▸ **Source extract**:
Tuesday, April 22, 2008

the girl that i like n love


"january-february "
damn she's pretty
from the first year of school i saw her looking with my own eyes feeling happy saying i love her n she can love me back
well u thought that will happen but it never did
"march"
when the day i told her i love her n she was spcchless n changing the subject i was sad..
i felt saderr and saderr
i felt like im an"EMO"
but im not thank god each day i keep asking my self why did i tell her
keeping calling my self stupid
"april"
giving her much spaces didnt work its getting worst
i look at her friendster profile one of her comment from her friend say's dat"a---- suka....."
i was curios so i look at here friends porfile
and she said "aku suka....the guy have who put a hand on his pic"
so i look again at the guy that she likes
i was pissed off felt my sadness

"April when jublee rehasel"
after school i saw her with her beautiful dress i was shock because she was looking pretty and cute
that night i went online on my email waiting 4 her after a sec she went online
she type hye to me so i replay back
so we talks alots of things bout wat happen just now
after we both were specchless
i said to her with my happiness
"u look beautifull just now'
i waited her replay after a sec she went offline
i said wat????
she wat?
god
why?

▸ **Problems and tasks**:
[a] Please list every section heading in the blog post about the girl, meaning the short lines in quotation marks that open each part.
[b] Write the next few lines of the blog post about the girl, picking up after its final line.
The items after the blog post have nothing to do with this work.

▸ **Dataset excerpts**:

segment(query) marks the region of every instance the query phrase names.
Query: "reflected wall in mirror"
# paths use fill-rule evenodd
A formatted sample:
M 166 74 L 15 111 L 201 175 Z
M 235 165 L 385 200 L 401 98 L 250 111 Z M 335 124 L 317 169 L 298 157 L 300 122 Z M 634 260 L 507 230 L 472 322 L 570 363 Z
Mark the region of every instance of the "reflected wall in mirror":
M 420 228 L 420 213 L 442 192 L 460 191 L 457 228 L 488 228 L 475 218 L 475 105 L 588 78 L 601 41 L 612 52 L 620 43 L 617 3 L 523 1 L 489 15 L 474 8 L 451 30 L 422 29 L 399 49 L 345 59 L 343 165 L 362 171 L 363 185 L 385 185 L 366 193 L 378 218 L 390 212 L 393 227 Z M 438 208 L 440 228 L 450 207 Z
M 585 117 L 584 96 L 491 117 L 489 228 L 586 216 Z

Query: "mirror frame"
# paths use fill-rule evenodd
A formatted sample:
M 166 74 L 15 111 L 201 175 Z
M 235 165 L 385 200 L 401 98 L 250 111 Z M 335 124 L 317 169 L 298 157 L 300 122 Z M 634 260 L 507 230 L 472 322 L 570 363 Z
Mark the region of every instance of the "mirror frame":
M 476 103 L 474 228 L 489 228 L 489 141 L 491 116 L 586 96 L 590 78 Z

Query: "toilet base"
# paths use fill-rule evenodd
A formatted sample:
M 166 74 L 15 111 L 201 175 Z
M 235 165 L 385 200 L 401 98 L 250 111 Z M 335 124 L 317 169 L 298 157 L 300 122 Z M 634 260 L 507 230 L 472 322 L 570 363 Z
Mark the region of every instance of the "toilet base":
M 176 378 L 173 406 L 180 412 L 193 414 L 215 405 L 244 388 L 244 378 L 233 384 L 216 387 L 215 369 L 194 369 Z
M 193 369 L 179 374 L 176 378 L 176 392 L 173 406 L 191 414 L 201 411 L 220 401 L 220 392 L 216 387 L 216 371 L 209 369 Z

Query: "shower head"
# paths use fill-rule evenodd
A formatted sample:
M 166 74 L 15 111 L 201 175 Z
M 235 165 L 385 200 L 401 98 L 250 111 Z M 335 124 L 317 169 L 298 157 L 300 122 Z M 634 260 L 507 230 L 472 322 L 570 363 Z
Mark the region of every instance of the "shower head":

▸ **The replies**:
[a]
january-february
march
april
April when jublee rehasel

[b]
then she went online again she never replay back
i guess she didnt get the word i was sad
sad as i walk outside of my house an lay down looking at the stars feeling lonelyness n sad
i keep talking 2 my self why this must happen
why she didnt like
cause
im dum
im an idoit?
after i ask that i felt dum and my tears are falling(not that much)
i just.....felt lonely
if i lose her im long gone
i will lose my
happyness
love
care
and
my love to hers
i just felt stupid

"22/april/2008"
when i was online my email she started to talking to me
about my Bday is comming next week
the first chat she says
i was trying to ignore it because maybe that could work to forget bout her
she keep asking me the same question 2 times again
so i cant just sit and looking at my n hers conversation
so i type n told her my Bday
n sadly i keep thinking about her
i just wish she understand how much i love her n care bout her
seen that wouldnt happen
i cant let anything happen to her
cause i love u(her)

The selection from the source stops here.